■ **Given passage**
As a professional psychic, I operate completely outside of societal norms. Some people and things must do so.
When it comes to love – real, dynamic, passionate, messy, existential love – well, love is a higher power unto itself and we have no business trying to force it into a box, force it to conform to preconceived notions, or to regulate it through law.
I hope that the person who Liam wrote of will follow his advice. While it wouldn’t be possible for everyone to do so, each situation, person, and love, is different.
Reed x5105
With the “outlet” of cheating, this wife should understand that she cannot compete with that intrigue. Best thing? Get out! He’ll continue to cheat, knowing the wife will put up with it. He can “schmooz” the wife, and continue cheating. With anyone that looks “Mysterious” and intriguing. My husband cheated for years. I finally divorced him and spent 20 years with a wonderful man, that I never worried would cheat on me. It wouldn’t have happened had I not left the cheater. On his death bed, the cheater told me he always loved me. All I said was “I know”! However, it wasn’t enough to stop cheating, and I have no regrets about leaving him and spending the next 20 years, safe, protected and truly loved.
Wonderfully put, Liam!!! Such great advice.
Liam
I usually disagree with you and in this case In REALLY do. It is her right to demand that her husband not be involved with this other woman. HE has a choice here. He can love and HONOR his wife or she can leave him and seek that honor with someone who is worthy.

■ **Tasks to complete**
A. In the comment thread about love and cheating, how many years did the commenter who divorced a cheating husband go on to spend with a wonderful man?
B. Carry on the comment thread about love and cheating from the point where it stops.

■ **Information given**

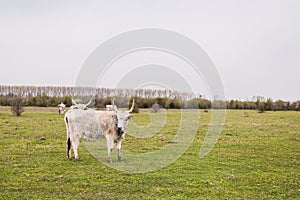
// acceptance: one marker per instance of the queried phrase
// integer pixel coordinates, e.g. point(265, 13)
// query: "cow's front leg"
point(119, 151)
point(109, 150)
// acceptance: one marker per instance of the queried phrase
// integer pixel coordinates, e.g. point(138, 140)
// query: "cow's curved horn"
point(113, 104)
point(131, 109)
point(73, 102)
point(89, 102)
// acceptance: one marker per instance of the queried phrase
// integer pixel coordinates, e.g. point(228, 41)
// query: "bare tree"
point(17, 105)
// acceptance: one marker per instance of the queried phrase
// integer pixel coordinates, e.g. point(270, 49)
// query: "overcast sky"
point(254, 44)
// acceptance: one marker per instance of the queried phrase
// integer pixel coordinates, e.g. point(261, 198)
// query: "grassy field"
point(257, 157)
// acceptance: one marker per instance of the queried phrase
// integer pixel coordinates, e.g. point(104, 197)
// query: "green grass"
point(262, 151)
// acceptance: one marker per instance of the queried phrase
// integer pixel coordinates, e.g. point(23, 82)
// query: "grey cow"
point(93, 124)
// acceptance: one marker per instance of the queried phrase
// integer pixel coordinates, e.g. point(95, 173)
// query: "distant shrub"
point(17, 106)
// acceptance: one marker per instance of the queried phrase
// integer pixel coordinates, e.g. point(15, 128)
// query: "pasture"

■ **Exercise results**
A. 20 years.

B.
She is being cuckolded here and befriending that other woman who clearly doesn’t care that she is destroying a relationship is just wrong, in all sorts of ways.
You call it “conventions” but there is a reason for them. We, as a species, need that one person, relationship, that is wholly ours and a spouse is supposed to be that.
Very difficult thing to do……I certainly couldn´t take this advice!!
Interesting……….I was once in a similar situation. My husband fell for another woman..lied to her, lied to me. She wanted to meet me. I agreed, a mutual friend arranged the meeting. We met…we both ditched him.
It can be tough being a single mother as I was, but at least it was an adventure and I developed my strength and independence. These qualities seem to be unattractive to men according to Liam. but what I’ve noticed is that the truely vulnerable little girl lost seems to attract the controlling type of man who can often turn into a bully. A weak man who needs a weaker woman….anyone else agree?